**Gösterilen metin**
+-------+

Gözler ekonomik verilerde

Koronavirüs tüm dünyada reel ekonomileri etkiledi. Mart ve nisan aylarına ait veriler açıklandıkça virüsün ekonomiler üzerindeki etkileri de ortaya çıkmaya başladı. Reel ekonomiye ait veriler takip edilirken, virüsün yayılmasının pik yaptığı ve ekonomi üzerindeki etkilerinin azalmaya başladığı konusunda bir görüş de oluşmaya başladı. Zaten kademeli de olsa ülkelerin ekonomik faaliyetlere başlama kararları bunu gösteriyor.

Haberin Devamı

DÜNYANIN olduğu kadar piyasaların da gündemi virüs salgını olmaya devam ediyor. Hükümetler ve merkez bankalarının aldığı tedbirler nedeniyle finans piyasaları krizi çok kısa bir süre hissetti, sonra hızlı bir toparlanma ile kayıplarının önemli bir bölümünü telafi etti. Ancak finans dışı ekonomi veya reel ekonomide mart ve nisan aylarına ait veriler açıklandıkça virüsün ekonomiler üzerindeki tahribatlarının boyutları daha belirgin bir hal almaya başladı. ABD’de haftalık işsizlik başvuruları 3.8 milyon kişi olurken son altı haftalık toplam işsiz sayısı 30 milyona ulaştı. Bir hafta önce 4.4 milyondu. Her hafta azalan bir trend olması kayda değer bir görünüm. Önümüzdeki cuma günü açıklanacak ABD tarım dışı istihdam verileri de yakından izlenecek verilerden biri olacak.

+-------+

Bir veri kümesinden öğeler
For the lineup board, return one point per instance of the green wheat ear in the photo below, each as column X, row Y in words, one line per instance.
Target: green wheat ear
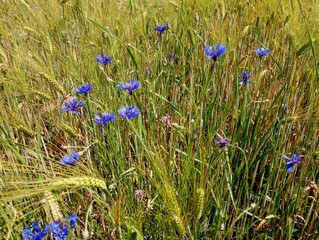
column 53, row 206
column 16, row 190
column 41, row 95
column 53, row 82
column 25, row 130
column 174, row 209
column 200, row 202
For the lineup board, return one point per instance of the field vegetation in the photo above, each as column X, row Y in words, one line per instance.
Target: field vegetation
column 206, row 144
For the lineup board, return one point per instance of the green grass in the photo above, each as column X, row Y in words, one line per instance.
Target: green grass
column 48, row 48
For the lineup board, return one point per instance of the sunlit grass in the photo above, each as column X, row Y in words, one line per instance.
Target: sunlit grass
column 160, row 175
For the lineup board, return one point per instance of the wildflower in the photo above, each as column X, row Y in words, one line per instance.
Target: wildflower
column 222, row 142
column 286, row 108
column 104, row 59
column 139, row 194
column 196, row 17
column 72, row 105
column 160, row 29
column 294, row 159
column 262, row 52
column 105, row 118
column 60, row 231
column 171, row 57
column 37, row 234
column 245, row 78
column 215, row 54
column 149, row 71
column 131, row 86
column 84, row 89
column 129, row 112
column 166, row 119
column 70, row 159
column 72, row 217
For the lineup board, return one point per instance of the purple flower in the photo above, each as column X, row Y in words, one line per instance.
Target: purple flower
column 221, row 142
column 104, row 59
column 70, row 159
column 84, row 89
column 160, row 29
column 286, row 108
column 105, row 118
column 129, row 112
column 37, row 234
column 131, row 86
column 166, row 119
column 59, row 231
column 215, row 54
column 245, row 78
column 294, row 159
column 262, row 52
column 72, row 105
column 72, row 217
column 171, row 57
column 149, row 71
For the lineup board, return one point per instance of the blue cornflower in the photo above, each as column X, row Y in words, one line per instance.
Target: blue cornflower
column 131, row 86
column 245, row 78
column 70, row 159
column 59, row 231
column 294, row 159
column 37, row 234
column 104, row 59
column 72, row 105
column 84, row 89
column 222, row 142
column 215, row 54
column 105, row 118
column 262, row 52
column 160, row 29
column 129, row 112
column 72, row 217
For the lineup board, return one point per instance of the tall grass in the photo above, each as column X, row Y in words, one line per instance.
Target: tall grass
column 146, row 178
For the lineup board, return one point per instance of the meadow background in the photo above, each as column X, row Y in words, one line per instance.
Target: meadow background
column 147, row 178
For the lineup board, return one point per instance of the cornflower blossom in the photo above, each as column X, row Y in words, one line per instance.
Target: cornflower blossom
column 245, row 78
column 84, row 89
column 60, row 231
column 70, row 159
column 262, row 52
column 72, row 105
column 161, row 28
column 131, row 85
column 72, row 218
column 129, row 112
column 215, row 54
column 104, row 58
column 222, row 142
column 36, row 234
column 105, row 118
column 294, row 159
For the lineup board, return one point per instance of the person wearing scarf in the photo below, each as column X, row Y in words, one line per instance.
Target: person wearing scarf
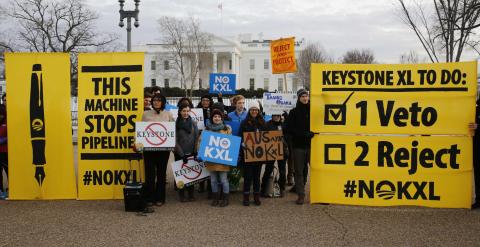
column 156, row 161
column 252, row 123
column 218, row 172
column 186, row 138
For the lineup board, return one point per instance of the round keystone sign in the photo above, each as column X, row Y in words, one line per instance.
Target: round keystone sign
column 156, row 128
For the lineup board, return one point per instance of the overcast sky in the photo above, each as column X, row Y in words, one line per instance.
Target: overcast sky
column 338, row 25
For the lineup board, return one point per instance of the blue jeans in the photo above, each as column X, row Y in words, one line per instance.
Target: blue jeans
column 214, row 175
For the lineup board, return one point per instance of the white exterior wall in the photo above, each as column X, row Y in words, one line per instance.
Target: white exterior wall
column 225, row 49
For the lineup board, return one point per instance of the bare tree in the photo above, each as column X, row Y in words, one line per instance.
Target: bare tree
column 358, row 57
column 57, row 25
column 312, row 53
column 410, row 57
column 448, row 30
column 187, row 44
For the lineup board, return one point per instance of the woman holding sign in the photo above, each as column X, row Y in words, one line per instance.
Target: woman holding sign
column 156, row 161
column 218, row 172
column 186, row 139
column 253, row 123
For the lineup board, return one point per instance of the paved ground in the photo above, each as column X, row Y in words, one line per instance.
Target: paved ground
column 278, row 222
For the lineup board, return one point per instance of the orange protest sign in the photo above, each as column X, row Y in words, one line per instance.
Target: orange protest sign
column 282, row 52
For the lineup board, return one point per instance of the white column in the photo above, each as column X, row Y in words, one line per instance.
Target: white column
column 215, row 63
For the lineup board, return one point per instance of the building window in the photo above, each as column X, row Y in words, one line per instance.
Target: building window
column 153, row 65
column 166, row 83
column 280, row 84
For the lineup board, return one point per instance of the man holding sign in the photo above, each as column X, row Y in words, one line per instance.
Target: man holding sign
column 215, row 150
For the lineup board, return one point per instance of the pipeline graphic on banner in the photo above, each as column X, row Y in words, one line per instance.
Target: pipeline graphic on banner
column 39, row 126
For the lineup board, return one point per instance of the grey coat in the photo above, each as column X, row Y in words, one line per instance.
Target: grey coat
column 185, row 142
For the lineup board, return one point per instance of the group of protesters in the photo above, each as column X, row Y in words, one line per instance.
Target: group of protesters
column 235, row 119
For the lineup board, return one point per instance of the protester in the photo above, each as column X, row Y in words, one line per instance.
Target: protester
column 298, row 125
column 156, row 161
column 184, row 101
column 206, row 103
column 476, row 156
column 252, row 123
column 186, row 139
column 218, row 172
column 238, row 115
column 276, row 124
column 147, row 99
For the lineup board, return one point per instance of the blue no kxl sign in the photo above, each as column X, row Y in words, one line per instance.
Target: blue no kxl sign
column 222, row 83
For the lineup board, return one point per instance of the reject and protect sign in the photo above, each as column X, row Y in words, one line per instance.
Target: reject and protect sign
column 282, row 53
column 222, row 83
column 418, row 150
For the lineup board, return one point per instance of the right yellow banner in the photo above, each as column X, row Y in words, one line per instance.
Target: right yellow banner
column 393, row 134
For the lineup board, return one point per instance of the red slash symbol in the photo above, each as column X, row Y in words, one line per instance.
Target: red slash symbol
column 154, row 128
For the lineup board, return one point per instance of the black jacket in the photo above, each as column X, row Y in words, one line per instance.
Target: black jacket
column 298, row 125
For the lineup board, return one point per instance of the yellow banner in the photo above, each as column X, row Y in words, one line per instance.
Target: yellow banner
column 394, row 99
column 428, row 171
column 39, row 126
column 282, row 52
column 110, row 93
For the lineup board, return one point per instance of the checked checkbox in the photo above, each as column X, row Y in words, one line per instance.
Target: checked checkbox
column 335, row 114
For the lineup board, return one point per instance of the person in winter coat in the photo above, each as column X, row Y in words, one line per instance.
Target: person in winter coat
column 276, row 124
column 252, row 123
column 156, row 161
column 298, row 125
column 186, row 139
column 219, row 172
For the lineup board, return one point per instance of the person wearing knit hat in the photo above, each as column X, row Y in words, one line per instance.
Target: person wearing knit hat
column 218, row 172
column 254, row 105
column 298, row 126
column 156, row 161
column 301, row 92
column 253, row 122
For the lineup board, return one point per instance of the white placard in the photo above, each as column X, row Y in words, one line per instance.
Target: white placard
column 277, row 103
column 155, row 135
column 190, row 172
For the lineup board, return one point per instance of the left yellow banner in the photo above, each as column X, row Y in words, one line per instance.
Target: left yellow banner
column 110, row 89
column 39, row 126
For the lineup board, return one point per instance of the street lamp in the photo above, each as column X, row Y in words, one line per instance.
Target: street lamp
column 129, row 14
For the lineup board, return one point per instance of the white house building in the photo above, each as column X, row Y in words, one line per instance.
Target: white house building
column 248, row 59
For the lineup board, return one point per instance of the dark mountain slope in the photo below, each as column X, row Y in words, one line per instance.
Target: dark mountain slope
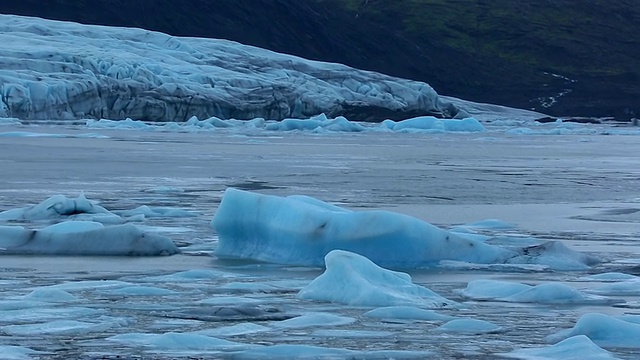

+-------+

**Görevler**
1. Ekonomik verilere ilişkin metne göre şu ifadelerin doğru olup olmadığını, metinden belirleyici sözcükleri aynen alıntılayarak evet ya da hayır biçiminde belirtiniz: (a) ABD'de haftalık işsizlik başvuruları 3.8 milyon kişi olmuştur. (b) Finans piyasaları krizi uzun bir süre hissetmiştir. (c) Son altı haftalık toplam işsiz sayısı 40 milyona ulaşmıştır.
2. Ekonomik verilere ilişkin metnin "Gözler ekonomik verilerde" ifadesinden "kararları bunu gösteriyor." ifadesine kadar olan bölümünü aynen yazınız.
Satırların bu çalışmayla hiçbir ilgisi yoktur.

**Görev çözümleri**
1.
(a) Evet: "ABD’de haftalık işsizlik başvuruları 3.8 milyon kişi olurken"
(b) Hayır: "finans piyasaları krizi çok kısa bir süre hissetti"
(c) Hayır: "son altı haftalık toplam işsiz sayısı 30 milyona ulaştı"

2.
Gözler ekonomik verilerde

Koronavirüs tüm dünyada reel ekonomileri etkiledi. Mart ve nisan aylarına ait veriler açıklandıkça virüsün ekonomiler üzerindeki etkileri de ortaya çıkmaya başladı. Reel ekonomiye ait veriler takip edilirken, virüsün yayılmasının pik yaptığı ve ekonomi üzerindeki etkilerinin azalmaya başladığı konusunda bir görüş de oluşmaya başladı. Zaten kademeli de olsa ülkelerin ekonomik faaliyetlere başlama kararları bunu gösteriyor.